▶ [DATA SHOWN]:

_____

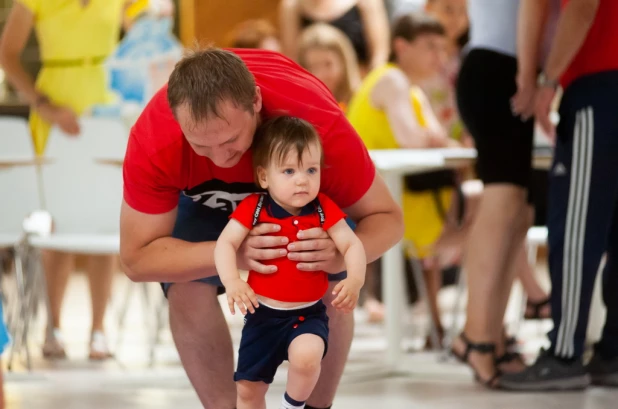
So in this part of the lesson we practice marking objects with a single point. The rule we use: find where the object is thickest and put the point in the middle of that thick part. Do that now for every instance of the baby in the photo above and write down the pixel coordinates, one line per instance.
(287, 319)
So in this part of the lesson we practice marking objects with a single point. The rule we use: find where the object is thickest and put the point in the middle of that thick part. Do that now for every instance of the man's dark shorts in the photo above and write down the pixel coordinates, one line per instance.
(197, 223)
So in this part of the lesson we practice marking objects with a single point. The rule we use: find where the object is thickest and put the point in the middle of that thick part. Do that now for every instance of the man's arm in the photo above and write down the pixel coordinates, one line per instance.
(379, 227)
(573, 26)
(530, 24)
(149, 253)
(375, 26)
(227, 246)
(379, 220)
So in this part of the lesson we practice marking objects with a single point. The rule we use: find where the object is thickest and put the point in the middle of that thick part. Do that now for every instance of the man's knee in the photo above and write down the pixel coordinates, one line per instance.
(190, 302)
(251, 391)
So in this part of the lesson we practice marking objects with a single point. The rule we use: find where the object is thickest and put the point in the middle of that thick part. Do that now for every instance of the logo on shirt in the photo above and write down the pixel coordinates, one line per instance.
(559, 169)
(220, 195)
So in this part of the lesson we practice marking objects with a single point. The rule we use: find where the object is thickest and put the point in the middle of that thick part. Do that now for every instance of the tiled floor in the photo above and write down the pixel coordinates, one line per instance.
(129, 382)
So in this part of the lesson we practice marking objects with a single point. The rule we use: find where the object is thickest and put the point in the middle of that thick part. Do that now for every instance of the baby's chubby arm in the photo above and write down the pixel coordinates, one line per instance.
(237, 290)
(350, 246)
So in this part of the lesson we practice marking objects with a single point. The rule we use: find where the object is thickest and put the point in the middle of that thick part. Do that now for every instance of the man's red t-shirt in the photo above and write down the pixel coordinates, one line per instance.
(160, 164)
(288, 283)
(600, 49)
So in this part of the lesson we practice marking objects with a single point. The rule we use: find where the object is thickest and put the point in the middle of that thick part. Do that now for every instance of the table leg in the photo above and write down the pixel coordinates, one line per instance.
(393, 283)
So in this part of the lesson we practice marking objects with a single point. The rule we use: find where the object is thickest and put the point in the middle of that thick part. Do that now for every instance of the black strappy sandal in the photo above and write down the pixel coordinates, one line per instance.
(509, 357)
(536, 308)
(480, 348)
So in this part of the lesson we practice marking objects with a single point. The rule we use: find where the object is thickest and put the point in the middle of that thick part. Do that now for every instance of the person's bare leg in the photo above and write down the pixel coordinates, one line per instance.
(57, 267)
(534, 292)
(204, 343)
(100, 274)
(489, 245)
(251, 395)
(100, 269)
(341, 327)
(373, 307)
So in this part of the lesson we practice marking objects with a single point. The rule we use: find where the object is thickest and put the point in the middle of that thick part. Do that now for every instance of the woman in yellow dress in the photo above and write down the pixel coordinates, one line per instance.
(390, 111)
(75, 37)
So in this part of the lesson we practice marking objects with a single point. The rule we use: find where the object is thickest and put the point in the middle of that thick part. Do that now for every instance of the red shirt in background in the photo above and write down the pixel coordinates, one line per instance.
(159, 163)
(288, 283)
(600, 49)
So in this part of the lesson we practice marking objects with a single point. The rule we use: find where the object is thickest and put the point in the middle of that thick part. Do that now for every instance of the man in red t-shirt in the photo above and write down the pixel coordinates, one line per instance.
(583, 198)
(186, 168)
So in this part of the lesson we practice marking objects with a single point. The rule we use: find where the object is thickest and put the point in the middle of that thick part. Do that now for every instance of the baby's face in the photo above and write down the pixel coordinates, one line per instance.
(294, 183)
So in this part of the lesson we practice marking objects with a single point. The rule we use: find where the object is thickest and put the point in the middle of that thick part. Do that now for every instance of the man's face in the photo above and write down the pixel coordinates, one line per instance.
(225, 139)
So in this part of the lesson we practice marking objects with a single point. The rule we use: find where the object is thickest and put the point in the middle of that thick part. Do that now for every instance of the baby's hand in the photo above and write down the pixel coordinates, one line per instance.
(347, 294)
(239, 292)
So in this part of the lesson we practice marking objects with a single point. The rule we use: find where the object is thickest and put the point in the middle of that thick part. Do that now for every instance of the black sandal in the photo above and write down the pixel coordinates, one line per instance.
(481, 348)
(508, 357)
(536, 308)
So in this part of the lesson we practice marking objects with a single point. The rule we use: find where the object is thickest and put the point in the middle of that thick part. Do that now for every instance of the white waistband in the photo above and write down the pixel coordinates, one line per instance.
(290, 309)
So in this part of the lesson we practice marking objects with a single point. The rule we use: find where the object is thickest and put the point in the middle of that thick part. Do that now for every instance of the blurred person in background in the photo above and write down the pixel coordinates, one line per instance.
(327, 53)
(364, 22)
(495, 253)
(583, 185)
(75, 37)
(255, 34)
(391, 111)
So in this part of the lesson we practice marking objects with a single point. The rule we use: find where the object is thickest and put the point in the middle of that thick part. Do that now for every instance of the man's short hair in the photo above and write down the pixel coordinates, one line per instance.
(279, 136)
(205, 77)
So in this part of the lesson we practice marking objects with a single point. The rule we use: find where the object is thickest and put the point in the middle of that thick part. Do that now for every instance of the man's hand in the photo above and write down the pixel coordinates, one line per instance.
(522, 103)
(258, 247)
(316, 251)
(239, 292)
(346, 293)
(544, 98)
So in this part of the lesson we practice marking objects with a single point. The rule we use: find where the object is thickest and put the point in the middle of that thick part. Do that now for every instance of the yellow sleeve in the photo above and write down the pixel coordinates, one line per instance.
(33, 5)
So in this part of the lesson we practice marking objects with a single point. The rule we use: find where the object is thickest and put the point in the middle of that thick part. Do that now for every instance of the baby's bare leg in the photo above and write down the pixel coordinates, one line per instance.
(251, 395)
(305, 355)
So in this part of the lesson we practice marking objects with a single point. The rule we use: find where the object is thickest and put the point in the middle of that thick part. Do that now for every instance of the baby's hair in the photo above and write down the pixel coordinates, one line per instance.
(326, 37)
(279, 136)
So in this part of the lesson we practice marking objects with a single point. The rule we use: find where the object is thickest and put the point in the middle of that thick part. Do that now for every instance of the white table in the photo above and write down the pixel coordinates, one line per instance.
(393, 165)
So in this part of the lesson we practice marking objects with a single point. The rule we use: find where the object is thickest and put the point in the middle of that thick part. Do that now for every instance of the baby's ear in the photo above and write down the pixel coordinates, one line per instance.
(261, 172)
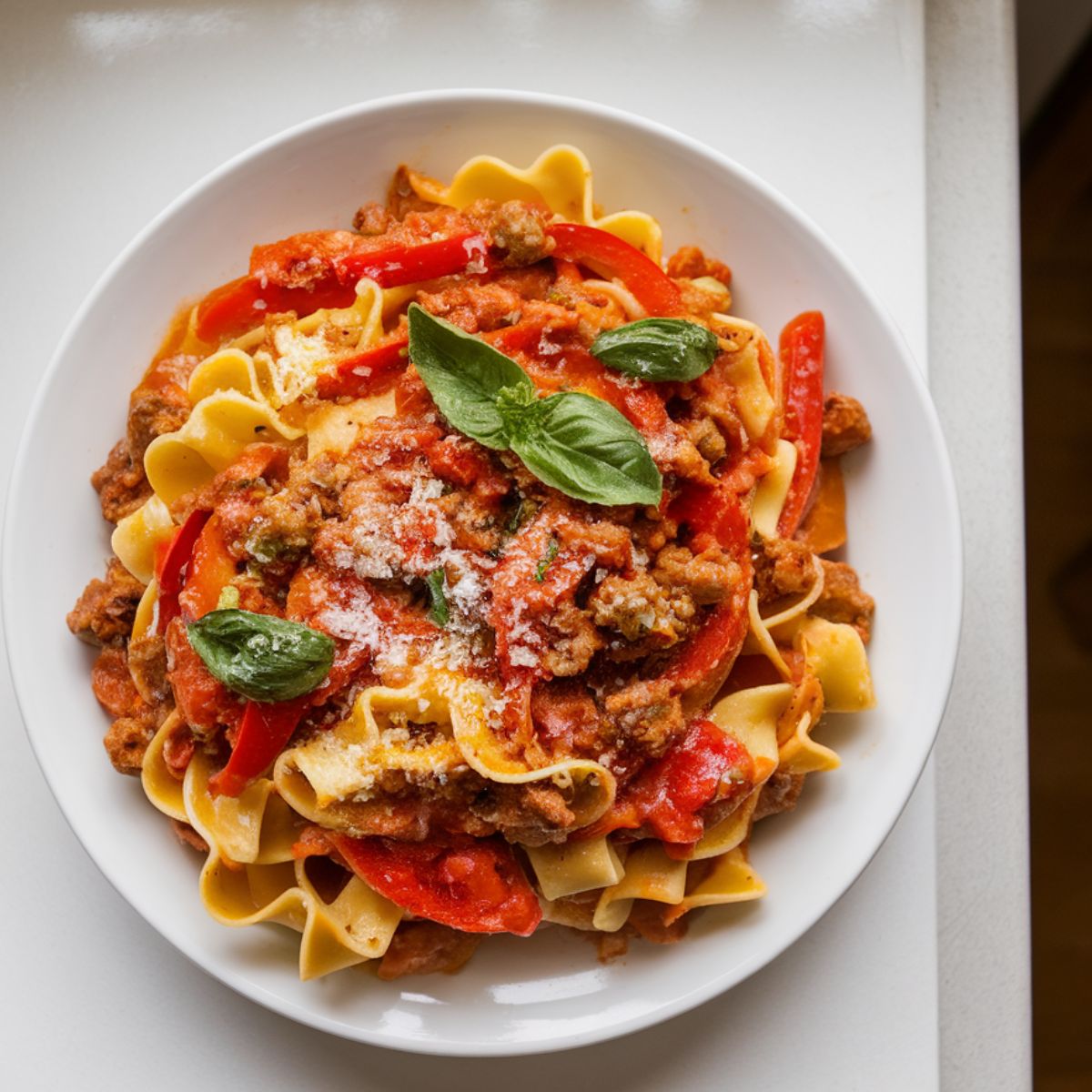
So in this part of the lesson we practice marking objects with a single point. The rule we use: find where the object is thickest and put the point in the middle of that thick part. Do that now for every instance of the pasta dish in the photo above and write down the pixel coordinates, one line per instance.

_____

▶ [TASK BRIEF]: The material above must be reproduced line for line, with the images omitted.

▶ [WRITTEN SOLUTION]:
So in this part of the lesson we practice marking objects with a single point. The rule we use: find where the object is thickest and put the point in the middle of that thick part. Do that now for every instance of the baby in the photo above and write down the pixel coordinates, one line per instance.
(287, 319)
So in this part of the lesson we practice marking objects with a single point. The rule we use: find where the object is thickest and put the point in the middle of that thick part. Do that now for every instance of the man's dark shorts in the photo above and write down the pixel coordinates, one line per instance.
(197, 223)
So in this part of the lesson we practice marking objects with a single point. The rule we use: find where the object is thickest and put the point in the middle of that thick part. Do that now for every instance of the man's arm in the photo above and write down the pixel coordinates, one line per instance.
(379, 227)
(573, 26)
(530, 24)
(149, 253)
(375, 26)
(227, 246)
(379, 220)
So in this part of the lesson we practice marking objects with a single point. The rule we use: find where the object is thickest and put the point in the middle of that thick part. Do that now for every instance of the man's knee in the photo above and write down the pixel coordinates, one line per instance.
(190, 302)
(251, 391)
So in this part of the lesson we practice marking objects with a single point. The rule we use: find where the object is thickest and put the point in the middle of that thick part. Do that now for every instance of the logo on shirt in the photo above and write down the pixel coordinates, one line per instance.
(559, 169)
(220, 195)
So in this part of the lesson we practice marking objects with a single point. The rule we use: find where the object is thickest and put the point in the middle of that thick part. Do that now for every instance of the tiled floor in the photo above and write down the pixel coordinates, one line per instance.
(129, 382)
So in this part of the lesson we practice marking objects with a single point. The rule we use: find where the object is thickest and put the point in the middle of that thick part. Do that now for every instance of the baby's chubby arm in the photo above and write down the pixel coordinates, one line per instance.
(237, 290)
(350, 246)
So in this part of the lesson we practice marking objects with a single point. The rule we use: find where the object is thickest and put the point in the middle of that thick part. Do that now for every instance of the man's red t-shirt in the photo above and write down the pixel coordinates, one line per instance.
(160, 164)
(288, 283)
(600, 49)
So in this part of the lesson we practice marking objects with a single point. The rule we use: find where the object is thickest and put the point in the middle of that thick part. Do that now for every instance of the table leg in the photo above and write down the pixel coordinates, one line per instance.
(393, 283)
So in this part of the lesson we practice marking objects with a single point. The rule we use: find where the object is thickest and put the point in the middle of that thick part. Do that now for every instance of the black strappy sandal in the photo above and write down the pixel coordinates, one line per instance.
(509, 357)
(536, 308)
(480, 348)
So in this part of the lesson we practice marking objects with a single point. The rule we use: find where the object is thickest and put the point in the middle of that thick part. Do that now for every instance of the person's bare leg in the photo above and write down the pixel coordinates, one line per instance.
(57, 267)
(534, 292)
(204, 343)
(100, 274)
(489, 245)
(251, 395)
(100, 269)
(341, 327)
(373, 307)
So in this part of the lesson we practice marking objects with a single point. The rule we use: find where the object is thickest and put the point in the middle of that thick part. Do that now for every instance of the woman in yellow dress in the photo above and write down the pixel coordinates, one line per instance.
(390, 111)
(75, 37)
So in this part of the lesson we practice marking objects with a single point. The rule we use: find where the object is thickest and put the point in the middle of that thick part. Do that now for every instance of the red shirt in background in the photo above and write down the pixel coordinates, one line per instance.
(159, 163)
(288, 283)
(600, 49)
So in this part of the lesson we practice marking objects with a single point. The rule we use: find where the object is thickest and put the point in the middle of that thick part. Do that now for every instance of the man in red t-shirt in the photo above and write down the pixel coordinates, one line per instance.
(583, 198)
(186, 168)
So in this part of the lesson we practice marking objects with a single point. The rule we use: find where the object is thickest and put the point in the middle of that thick part. Do that now for every instance of the baby's face in the photo above and write down the pixel coordinates, one line per instance.
(294, 183)
So in this part of the lesson we practice marking objects with a single point. The rule we use: find where the object is thickest and put the point in the middle of that thick part. Do that now for every instance of the man's face in the photo above and write down the pixel coordinates, one line per instance.
(225, 139)
So in this part of the lesson we practice marking objects with a single point. The rule we use: find where the object is thickest and put the point in the middle of that thick part. Do that now for every instance of the baby's hand in the photo above and write down the pixel coordinates, one line per instance.
(347, 294)
(239, 292)
So in this part of the lesson we practice marking objects with a single point. The rule we use: find where the object is thickest and put the point in the middle of that thick part. Do that now for every instance of the black sandal in the photo above and write down the pixel coordinates, one line per instance.
(481, 348)
(508, 357)
(536, 308)
So in this part of the lesson we practice marking objects with a single point. The rule we use: find where the object is thickest and put the point in the middle of that thick part. Do that now for every instance of the white waistband in the photo above and write down the pixel coordinates, one line per instance.
(290, 309)
So in this part of the lesson we practice marking objects with a single point. The rule we use: find where the object is thickest and put the point in the middle of that thick part. Do that now for every instance of the blurred person in background in the photo above and write down the pixel coordinates, one line per instance.
(327, 53)
(364, 22)
(495, 253)
(583, 185)
(75, 37)
(255, 34)
(391, 111)
So in this part of the lesson we practice marking objects with a single point. The rule we use: find where the object is thickest and put the point in the middle of that thick part. Do that now for every instance of the man's short hair in the photo above and write down the pixel coordinates, one line per instance.
(279, 136)
(205, 77)
So in this part of the lesson we practice marking objects with a single point. The rule we use: find where the object is thickest and put the point in the middle of that thick part. Do that now for every instance of the man's hand in the photo above and write down the pixel coordinates, one line per instance.
(522, 103)
(258, 247)
(316, 251)
(239, 292)
(346, 293)
(544, 98)
So in this part of the lesson we practice marking objects with a single point. The rule we use: find where the object is thickest and put the point in the middle of that thick part. Do that now for every instance of the yellow sleeve in the photo above and write down the pixel coordinates, one line per instance.
(33, 5)
So in this part of the lesson we practice marking objects with a single point. The rule we use: find where the object is thickest and put the point in the middle of that thick part. Do that now for every instance of the baby's bare leg in the photo above and write down the pixel coordinates, one line per instance.
(251, 395)
(305, 355)
So in this part of the lesson we practice marking objects with a single point. The rule we use: find where the object is thickest and put the point in the middle of that thick part. Do that now for every instance of the baby's hair in the photo above and write down the pixel coordinates, one line per instance.
(326, 37)
(279, 136)
So in this part of the lesson we practice marking objects with a single point. The rule we use: find where the object is thickest and put the point in the middle of that thick part. Do that now for every instance of the white table in the photo above and write down the pixel coordinates, one line per instance.
(393, 165)
So in this part of the lesson we practice marking objects with a single point. The rule we use: find where the object is thickest and put the point in the middle of that thick part. Do that now for every instance of the baby's ear in the photo above and write down the pixel coordinates, one line per instance.
(261, 172)
So in this part of the lesson we practice marking objects with a single point. The rule we use: find where the object is thickest and put the point in the middle of that thick part. Do that now for every instance of the pasta dish in the photo above and write down the pixel coordinates, one line per instance.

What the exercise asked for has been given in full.